#### EXERCISE TASKS:
(1) In the genomics reporting guide, which work group publishes the guide?
(2) Continue the genomics reporting guide from the point where it stops.

#### READING TEXT:
=-=-=
Genomics Reporting Implementation Guide (STU1)

Genomics Reporting Implementation Guide, published by HL7 International Clinical Genomics Work Group. This is not an authorized publication; it is the continuous build for version 1.0.0). This version is based on the current content of https://github.com/HL7/genomics-reporting/ and changes regularly. See the Directory of published versions

General Genomic Reporting

This section defines the "core" profiles and concepts that would be expected to be present in most genomic reports, regardless of type and how those profiles relate to each other. Concepts covered include the genomics report itself and the high-level categories of observations and other elements that make up the report, such as patient, specimen, variants, haplotypes, genotypes, etc.

Genomic Observations

This guide defines a number of Observation profiles, with common underlying components and constraints being inherited from abstract profiles as shown in the following diagram. The profiles and their specific usage will be defined in more detail below and on the other pages of this guide.

Class diagram showing the inheritance structure for genomic observations.

Figure 1: Defined Genomic Observations

(Profile links: Genomics Base, Overall Interpretation, Region Studied, Grouper, Genomic Finding (abstract), Variant, Haplotype, Genotype, Sequence Phase Relationship, Genomic Implication (abstract), Inherited Disease Pathogenicity, Medication Implication (abstract), Medication Efficacy Implication, Medication Transport Implication, Medication Metabolism Implication, High Risk Allele, Somatic Implication (abstract), Somatic Diagnostic Implication, Somatic Prognostic Implication, Somatic Predictive Implication)

Diagnostic Report

The diagnostic report is the focus of all genomic reporting. It conveys metadata about the overall report (what kind of report it was, when it was written, who wrote it, final vs. draft, etc.). It also typically includes a rendered version for review by a clinician. It also groups together all "relevant" information found as part of the genomic analysis (Rules for relevancy will depend on the type of testing ordered, the reason for testing and the policies of the lab). The information found is expressed as FHIR Observations. These observations fall into one of six categories:

Class diagram showing the high-level categories of the component parts in a genomic diagnostic report

Figure 1: Genomic Report Overview

(Profile links: Genomics Report, Grouper, Overall Interpretation, Genomic Implications (see Figure 7, Genomic Findings (see Figure 6, Region Studied)

Genomic Interpretations These are high-level observations of the result of the genomic testing.
Genomic Implications These represent observations about the patient based on the genomic test results. For example, "Patient may have increased susceptibility to heart attacks"
Genomic Findings These are observations about the specimen's genomic characteristics. For example, a chromosomal abnormality, genotype, haplotype or variant that was detected.
Grouper The genomic observations can be organized and grouped together in a wide variety of ways.
Region Studied These are observations describing the region or regions that were studied as part of this Genomics Report.
Other Observations The results of tests other than sequenced genomic variants may also be included the report.
=-=-=
#### RECORD EXTRACTS:
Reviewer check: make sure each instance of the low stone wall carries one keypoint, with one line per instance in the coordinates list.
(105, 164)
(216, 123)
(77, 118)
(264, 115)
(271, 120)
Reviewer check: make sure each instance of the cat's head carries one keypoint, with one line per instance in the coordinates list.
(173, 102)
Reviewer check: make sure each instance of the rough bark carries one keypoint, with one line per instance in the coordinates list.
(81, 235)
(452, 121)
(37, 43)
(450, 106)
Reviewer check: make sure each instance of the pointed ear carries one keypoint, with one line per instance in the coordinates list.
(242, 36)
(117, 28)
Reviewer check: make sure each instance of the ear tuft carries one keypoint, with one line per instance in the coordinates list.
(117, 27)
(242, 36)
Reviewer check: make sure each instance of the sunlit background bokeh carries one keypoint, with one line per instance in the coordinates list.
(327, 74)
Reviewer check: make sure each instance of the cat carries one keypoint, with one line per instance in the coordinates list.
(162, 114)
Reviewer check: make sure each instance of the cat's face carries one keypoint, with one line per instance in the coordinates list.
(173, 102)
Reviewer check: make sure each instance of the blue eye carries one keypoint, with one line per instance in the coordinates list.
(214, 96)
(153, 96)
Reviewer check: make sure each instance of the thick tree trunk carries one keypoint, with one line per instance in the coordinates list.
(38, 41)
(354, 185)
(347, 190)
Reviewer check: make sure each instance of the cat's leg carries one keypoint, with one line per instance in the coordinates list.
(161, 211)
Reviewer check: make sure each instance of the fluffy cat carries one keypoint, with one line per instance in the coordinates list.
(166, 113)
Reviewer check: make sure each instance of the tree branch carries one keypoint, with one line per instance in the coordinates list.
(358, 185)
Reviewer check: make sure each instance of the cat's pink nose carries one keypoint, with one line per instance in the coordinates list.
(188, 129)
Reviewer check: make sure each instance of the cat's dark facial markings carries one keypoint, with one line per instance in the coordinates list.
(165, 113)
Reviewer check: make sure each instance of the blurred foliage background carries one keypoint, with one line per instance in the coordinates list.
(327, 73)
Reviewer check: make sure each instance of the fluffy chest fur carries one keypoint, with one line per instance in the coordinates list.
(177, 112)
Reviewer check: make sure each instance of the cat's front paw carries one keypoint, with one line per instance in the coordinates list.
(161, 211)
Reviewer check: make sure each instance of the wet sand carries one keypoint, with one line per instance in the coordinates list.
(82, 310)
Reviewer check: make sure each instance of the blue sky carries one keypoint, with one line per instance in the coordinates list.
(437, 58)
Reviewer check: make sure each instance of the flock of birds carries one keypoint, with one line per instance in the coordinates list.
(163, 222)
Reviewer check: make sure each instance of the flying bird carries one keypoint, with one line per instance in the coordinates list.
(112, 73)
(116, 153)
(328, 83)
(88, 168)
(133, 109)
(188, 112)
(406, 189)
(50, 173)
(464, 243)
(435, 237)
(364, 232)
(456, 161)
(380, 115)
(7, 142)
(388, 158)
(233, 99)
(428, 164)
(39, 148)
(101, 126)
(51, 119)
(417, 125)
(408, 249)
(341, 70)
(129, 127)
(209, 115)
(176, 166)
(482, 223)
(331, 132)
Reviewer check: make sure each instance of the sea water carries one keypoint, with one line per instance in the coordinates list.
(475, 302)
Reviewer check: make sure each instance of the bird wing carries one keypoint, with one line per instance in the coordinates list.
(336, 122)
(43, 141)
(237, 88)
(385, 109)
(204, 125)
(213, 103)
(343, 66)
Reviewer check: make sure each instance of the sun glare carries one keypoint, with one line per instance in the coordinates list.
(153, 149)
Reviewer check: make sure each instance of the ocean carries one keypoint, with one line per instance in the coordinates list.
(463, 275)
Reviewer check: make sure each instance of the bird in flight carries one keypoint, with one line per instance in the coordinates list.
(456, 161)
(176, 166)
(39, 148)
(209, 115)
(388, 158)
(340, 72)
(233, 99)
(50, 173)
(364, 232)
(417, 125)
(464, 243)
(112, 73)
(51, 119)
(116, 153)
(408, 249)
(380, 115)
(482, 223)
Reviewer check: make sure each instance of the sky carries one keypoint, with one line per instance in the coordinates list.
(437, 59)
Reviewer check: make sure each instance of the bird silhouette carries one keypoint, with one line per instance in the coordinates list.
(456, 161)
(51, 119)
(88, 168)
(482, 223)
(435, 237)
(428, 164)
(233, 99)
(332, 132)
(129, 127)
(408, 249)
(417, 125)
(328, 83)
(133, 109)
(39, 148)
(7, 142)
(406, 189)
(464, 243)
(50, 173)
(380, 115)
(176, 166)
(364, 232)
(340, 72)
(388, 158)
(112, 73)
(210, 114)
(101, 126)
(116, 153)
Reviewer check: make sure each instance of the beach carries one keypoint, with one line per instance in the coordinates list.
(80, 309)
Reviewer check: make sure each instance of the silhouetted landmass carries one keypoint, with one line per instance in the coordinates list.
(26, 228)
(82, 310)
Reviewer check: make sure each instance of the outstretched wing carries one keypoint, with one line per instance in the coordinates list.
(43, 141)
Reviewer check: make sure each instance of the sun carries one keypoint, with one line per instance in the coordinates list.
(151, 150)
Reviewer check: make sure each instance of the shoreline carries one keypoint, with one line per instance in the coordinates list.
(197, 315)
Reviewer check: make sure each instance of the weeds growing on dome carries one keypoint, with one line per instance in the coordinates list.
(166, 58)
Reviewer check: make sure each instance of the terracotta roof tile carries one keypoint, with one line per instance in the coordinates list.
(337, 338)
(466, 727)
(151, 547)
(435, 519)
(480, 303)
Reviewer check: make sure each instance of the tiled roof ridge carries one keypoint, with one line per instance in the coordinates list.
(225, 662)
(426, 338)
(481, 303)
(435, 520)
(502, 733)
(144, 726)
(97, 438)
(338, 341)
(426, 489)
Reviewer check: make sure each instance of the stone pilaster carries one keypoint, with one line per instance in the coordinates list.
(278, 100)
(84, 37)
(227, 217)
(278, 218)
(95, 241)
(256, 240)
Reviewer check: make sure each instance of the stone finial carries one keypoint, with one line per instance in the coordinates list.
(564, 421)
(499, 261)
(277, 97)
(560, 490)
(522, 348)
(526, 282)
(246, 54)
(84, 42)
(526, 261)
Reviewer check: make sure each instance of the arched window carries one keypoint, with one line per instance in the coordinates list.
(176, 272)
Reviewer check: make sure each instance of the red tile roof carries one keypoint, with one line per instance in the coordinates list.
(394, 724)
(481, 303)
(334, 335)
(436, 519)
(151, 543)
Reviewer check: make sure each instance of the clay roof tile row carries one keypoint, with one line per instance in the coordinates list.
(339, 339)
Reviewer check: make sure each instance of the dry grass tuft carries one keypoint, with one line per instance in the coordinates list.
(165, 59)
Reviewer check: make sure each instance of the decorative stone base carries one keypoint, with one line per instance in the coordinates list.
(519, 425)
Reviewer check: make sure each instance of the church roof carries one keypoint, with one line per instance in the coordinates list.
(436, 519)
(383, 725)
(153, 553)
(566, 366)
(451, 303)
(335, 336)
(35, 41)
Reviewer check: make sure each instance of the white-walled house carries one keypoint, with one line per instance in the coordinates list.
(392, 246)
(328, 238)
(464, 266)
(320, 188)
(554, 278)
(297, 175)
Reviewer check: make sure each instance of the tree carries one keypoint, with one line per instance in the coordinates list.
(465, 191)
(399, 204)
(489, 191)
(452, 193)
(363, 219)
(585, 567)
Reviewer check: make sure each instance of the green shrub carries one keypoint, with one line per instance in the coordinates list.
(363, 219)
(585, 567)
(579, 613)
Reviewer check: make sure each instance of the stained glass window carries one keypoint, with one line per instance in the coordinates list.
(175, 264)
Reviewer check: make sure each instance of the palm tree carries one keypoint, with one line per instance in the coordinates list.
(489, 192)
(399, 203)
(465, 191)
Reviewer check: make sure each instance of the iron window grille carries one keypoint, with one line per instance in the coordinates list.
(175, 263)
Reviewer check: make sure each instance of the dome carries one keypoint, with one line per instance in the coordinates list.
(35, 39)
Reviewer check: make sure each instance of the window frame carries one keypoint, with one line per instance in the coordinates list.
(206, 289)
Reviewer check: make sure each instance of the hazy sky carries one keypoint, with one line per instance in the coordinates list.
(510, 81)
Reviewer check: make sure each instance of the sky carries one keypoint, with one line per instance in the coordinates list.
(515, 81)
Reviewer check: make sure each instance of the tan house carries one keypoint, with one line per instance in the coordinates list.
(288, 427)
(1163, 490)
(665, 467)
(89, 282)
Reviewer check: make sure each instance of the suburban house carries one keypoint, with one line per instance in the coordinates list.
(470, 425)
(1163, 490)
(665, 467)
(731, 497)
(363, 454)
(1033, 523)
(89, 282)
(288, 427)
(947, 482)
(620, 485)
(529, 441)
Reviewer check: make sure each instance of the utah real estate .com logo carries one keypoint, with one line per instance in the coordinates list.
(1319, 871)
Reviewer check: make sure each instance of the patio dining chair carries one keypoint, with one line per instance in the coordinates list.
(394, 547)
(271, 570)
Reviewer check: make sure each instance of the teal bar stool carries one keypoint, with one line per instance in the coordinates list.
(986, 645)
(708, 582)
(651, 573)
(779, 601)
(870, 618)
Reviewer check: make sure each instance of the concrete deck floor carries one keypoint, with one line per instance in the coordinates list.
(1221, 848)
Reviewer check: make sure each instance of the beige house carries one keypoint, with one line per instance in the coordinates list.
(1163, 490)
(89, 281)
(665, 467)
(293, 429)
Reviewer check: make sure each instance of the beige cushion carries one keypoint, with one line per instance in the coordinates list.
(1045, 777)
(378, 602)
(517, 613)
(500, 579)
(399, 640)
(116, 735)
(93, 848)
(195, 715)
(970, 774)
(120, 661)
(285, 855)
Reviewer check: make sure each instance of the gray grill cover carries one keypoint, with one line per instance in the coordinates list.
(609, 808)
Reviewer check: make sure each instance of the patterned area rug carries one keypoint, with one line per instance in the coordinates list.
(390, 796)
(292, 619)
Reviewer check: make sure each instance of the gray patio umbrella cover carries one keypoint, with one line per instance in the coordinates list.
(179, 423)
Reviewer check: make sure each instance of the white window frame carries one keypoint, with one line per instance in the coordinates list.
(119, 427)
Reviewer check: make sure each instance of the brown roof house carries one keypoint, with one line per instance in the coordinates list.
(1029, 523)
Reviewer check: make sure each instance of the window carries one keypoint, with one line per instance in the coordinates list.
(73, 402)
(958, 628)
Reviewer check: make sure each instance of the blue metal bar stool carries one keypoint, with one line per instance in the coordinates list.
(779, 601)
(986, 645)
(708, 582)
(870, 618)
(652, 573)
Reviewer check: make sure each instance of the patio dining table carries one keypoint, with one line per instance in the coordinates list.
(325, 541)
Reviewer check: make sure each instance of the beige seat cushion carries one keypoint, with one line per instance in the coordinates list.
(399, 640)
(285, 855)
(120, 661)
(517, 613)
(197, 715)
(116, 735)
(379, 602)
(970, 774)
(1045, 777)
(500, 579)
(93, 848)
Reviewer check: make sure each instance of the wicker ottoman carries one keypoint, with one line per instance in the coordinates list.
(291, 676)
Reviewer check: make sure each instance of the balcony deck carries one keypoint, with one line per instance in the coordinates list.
=-=-=
#### RESPONSES FOR EACH TASK:
(1) The HL7 International Clinical Genomics Work Group.

(2)
In addition to the observations included in the report, some reports might also recommend specific actions be taken, such as genomic counseling, re-testing, adjusting drug dosages, etc. - driven by the results found. These are covered by the Recommended Action category and are expressed using FHIR's Task resource.

Various Observations including vital signs, lab information, assessments, genomic information, etc. result in different risk assessment. The risk assessment resource captures predicted outcomes for a patient or population on the basis of source information, and the Genomics Report has space for specifically noting this assessment under the DiagnosticReport-risk extension, which links directly to an assessment of prognosis or risk as informed by the diagnostic results (For example, genomic results and possibly by patient genomic family history information). This extension is used when one needs RiskAssessment as an alternate choice for Observation.hasMember or DiagnosticReport.result.

As shown in the diagram above, all of the observations may hang directly off of the diagnostic report However, they can also be part of a grouper. In this version of the specification, no guidance is provided on where or if grouper should be used. This is left up to the discretion of the reporting lab. Observations might be organized on the basis of subject, specimen, chromosome, gene, condition/disease, medication or other appropriate measure. The recursive "hasMember" relationship on grouper supports a nested tree-structure of groupers if appropriate, though more than two levels of groupers is likely excessive. See an example using grouper to separately reference variants and other Observations on the report.

Any organization of observations into groups or sub-groups is purely for navigation and presentation purposes. It carries no additional "meaning." Each observation can be interpreted on its own without knowing the associated group or sub-group and must be able to stand alone as a resource and be independently valuable. The organization of observations in groups does not assert any relationship between observations.

If needed, large or complex genomic reports may be broken down into sub-reports using core DiagnosticReport extensions like extends or summaryOf. This is particularly useful when different labs or services are performing later steps in the analysis, for example.

Note that it is possible for relationships to exist between the different observation components of a genomics report. Such relationships are asserted directly on one of the affected observations. Some of these relationship types are defined on the basis of the high-level observation category the observation belongs to. Others will be defined for narrower categories or explicit observation types. The high-level category relationships are shown in the following diagram:

Class diagram showing the high-level categories of the component parts in a genomic diagnostic report

Figure 3: Genomic Report Category Relationships

(Profile links: Genomic Implications (see Figure 7, Genomic Findings (see Figure 6, Overall Interpretation, Recommended Followup, )

The relationships between categories are as follows:

  • Genomic Interpretations should be "derived from" Genomic Findings. For example, an interpretation that "deletions or duplications were found" might be supported by observations of variants that contain deletions and/or duplications.
  • Genomic Implications should be "derived from" Genomic Findings. For example, in a genomic report, it's not acceptable to imply "patient is an increased metabolizer of drug X" without also indicating the variant, haplotype or genotype found that supports that implication.
  • Every Recommended Action will have a reason relationship to either a Genomic Interpretation or Genomic Finding. For example: a recommendation to increase the dosage of a medication might be tied to a genomic interpretation indicating that the patient is an increased metabolizer of that medication; another possible recommendation is that re-testing should be performed on a variant that was detected but had low quality metrics for certainty.

This diagram also shows a specific example of a Recommended Action - the Recommended Followup which includes suggestions for confirmatory testing, additional testing and/or genomic counselling.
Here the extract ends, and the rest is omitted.